┌──

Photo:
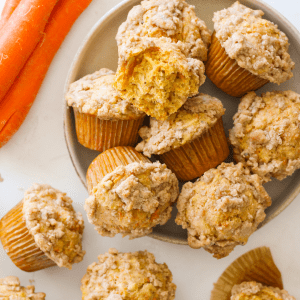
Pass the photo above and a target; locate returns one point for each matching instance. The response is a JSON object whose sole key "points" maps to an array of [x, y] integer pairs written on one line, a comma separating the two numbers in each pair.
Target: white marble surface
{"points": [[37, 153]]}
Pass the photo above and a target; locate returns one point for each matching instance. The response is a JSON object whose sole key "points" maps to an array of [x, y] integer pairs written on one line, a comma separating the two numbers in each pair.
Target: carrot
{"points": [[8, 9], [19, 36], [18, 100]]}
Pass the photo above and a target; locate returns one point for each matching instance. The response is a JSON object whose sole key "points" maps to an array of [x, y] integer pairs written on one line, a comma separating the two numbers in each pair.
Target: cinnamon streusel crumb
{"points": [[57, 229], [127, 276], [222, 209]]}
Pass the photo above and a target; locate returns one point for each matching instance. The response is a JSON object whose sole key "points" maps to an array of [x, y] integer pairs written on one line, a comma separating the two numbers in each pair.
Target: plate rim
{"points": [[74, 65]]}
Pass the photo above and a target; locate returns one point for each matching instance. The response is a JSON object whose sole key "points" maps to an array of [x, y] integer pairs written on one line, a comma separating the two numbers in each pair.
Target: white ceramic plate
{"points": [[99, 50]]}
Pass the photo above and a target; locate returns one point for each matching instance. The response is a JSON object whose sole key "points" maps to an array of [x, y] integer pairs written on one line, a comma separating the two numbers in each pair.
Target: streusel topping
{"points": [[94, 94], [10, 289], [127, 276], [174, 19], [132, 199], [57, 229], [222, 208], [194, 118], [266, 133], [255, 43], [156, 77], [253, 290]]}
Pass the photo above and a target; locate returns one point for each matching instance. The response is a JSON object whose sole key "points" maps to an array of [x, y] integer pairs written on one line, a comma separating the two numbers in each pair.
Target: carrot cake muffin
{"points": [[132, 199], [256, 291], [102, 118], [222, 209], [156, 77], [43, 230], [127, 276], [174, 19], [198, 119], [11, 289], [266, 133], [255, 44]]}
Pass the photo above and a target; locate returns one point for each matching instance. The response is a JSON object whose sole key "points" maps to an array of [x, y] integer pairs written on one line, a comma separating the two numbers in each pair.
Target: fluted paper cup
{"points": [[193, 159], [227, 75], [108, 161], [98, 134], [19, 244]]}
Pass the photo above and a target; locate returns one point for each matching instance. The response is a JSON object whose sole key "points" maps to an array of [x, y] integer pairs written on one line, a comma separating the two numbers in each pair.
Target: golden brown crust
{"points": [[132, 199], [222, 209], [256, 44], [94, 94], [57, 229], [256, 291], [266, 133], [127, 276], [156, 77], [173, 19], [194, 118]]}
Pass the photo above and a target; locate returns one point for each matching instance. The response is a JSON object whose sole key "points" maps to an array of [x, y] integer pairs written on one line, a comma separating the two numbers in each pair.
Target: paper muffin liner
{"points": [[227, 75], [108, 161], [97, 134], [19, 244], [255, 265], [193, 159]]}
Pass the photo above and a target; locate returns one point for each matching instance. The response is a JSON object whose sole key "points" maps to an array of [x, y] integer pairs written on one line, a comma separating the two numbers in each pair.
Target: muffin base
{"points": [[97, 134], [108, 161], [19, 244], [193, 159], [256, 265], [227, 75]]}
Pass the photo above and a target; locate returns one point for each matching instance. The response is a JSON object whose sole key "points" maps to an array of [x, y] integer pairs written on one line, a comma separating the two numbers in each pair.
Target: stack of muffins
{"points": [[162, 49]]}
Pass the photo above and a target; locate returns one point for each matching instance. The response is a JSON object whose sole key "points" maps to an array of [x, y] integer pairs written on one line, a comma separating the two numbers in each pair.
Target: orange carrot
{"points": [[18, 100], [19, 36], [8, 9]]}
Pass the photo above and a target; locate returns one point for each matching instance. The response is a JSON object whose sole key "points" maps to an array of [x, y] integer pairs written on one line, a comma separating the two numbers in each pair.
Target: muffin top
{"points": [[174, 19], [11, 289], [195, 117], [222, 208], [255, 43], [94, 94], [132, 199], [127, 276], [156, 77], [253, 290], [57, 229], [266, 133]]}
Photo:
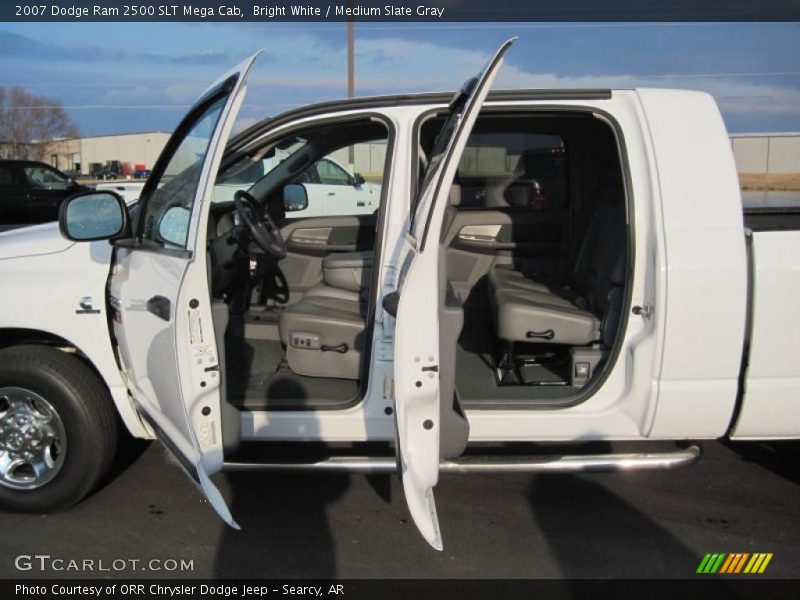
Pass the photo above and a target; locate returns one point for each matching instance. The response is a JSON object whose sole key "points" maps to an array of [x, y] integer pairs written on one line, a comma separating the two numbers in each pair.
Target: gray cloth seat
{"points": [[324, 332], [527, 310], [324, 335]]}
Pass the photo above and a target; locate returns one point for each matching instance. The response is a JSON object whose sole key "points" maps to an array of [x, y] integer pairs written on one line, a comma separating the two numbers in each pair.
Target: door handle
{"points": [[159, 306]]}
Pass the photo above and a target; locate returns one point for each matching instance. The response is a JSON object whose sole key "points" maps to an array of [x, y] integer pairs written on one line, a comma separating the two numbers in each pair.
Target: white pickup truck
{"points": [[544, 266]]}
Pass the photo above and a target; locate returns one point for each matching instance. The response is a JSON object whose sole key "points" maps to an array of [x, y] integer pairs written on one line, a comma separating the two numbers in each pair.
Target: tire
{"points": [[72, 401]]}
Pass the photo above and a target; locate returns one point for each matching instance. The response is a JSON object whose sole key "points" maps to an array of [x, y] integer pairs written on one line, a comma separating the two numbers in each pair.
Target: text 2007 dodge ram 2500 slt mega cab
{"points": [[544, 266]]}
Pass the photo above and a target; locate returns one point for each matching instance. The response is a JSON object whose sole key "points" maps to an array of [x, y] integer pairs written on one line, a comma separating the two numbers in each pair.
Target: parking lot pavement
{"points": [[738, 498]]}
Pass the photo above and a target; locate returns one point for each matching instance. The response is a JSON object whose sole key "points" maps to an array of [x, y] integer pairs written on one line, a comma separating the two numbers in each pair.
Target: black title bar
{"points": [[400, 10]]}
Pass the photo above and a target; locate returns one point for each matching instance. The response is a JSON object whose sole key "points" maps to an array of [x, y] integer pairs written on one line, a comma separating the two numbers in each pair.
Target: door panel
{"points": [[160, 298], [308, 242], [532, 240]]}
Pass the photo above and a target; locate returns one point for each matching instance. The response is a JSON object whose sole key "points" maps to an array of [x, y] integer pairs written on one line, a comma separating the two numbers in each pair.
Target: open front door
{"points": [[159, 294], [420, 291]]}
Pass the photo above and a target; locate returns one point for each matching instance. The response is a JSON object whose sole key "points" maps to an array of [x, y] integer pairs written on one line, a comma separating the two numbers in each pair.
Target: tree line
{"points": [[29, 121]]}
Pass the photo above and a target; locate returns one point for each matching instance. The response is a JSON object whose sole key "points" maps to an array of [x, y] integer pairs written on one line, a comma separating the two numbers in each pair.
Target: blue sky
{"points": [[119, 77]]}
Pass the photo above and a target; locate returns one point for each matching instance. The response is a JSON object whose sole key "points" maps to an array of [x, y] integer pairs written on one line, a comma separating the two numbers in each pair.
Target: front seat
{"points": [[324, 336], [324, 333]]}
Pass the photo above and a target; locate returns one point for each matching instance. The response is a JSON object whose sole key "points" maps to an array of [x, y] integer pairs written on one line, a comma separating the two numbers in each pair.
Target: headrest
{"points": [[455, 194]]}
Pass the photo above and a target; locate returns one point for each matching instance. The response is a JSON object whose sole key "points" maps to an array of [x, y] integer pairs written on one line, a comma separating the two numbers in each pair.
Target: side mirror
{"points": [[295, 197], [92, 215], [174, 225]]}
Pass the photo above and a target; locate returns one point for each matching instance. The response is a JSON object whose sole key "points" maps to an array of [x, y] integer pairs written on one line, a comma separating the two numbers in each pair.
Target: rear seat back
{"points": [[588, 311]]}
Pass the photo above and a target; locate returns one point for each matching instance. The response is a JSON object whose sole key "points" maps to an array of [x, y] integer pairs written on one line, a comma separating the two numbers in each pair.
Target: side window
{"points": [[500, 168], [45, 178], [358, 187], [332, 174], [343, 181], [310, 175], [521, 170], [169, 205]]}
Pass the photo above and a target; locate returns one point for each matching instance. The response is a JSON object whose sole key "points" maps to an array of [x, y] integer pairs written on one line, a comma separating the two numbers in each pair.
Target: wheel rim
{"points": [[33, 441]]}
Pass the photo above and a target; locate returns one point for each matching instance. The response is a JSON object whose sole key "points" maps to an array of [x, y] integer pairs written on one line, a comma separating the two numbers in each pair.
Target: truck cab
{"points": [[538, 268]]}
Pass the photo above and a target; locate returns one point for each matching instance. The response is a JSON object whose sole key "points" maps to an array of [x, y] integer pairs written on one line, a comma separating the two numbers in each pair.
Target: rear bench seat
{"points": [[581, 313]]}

└──
┌──

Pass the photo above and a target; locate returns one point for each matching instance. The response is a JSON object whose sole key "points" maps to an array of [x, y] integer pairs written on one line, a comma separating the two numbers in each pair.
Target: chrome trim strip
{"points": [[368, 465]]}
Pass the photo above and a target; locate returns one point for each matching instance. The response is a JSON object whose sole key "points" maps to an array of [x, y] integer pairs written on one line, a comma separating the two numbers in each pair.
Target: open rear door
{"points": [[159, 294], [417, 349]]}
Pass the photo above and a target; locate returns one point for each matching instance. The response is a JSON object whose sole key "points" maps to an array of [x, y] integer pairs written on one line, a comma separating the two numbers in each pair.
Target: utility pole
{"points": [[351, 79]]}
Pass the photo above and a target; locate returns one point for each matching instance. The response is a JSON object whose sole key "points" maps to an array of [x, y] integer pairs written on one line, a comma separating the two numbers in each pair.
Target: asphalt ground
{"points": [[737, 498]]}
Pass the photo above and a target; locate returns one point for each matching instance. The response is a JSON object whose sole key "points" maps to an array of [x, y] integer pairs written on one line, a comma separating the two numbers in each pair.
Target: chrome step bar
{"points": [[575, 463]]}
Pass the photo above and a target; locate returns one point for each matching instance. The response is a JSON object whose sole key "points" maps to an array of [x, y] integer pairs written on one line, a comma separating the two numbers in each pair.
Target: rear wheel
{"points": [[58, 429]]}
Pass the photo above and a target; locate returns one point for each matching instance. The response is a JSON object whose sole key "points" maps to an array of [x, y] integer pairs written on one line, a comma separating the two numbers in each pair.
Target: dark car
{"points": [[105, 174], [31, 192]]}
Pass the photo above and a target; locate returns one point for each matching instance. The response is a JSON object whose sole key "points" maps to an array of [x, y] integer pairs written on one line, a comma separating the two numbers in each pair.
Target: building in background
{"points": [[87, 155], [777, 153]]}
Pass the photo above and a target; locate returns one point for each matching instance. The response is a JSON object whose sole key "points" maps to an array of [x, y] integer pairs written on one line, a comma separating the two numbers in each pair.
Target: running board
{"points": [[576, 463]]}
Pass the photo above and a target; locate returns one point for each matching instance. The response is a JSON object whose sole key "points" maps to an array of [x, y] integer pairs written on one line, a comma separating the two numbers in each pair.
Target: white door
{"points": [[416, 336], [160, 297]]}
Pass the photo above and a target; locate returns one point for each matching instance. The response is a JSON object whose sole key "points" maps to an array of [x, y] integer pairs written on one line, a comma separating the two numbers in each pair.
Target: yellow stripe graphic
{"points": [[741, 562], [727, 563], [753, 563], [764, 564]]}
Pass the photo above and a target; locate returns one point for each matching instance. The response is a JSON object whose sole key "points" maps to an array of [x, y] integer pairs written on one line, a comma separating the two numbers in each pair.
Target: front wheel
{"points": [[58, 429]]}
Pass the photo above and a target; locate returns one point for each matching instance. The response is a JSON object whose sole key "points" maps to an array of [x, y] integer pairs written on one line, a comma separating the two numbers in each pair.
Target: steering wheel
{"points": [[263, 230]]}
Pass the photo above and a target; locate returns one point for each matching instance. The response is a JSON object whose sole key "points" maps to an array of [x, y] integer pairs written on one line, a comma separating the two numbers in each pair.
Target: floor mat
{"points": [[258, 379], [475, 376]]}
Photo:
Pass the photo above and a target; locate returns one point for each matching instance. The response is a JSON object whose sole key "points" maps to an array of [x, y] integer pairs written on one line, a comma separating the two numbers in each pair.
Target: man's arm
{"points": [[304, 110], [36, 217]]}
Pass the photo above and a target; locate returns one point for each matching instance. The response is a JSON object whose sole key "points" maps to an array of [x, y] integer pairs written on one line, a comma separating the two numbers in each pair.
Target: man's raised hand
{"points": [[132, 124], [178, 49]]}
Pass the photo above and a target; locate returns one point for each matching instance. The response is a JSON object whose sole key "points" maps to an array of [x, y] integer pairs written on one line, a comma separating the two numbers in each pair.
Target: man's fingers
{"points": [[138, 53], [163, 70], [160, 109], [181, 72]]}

└──

Count how many lines of the records above contain the string "paper", with case counting. Reply with the number alone.

2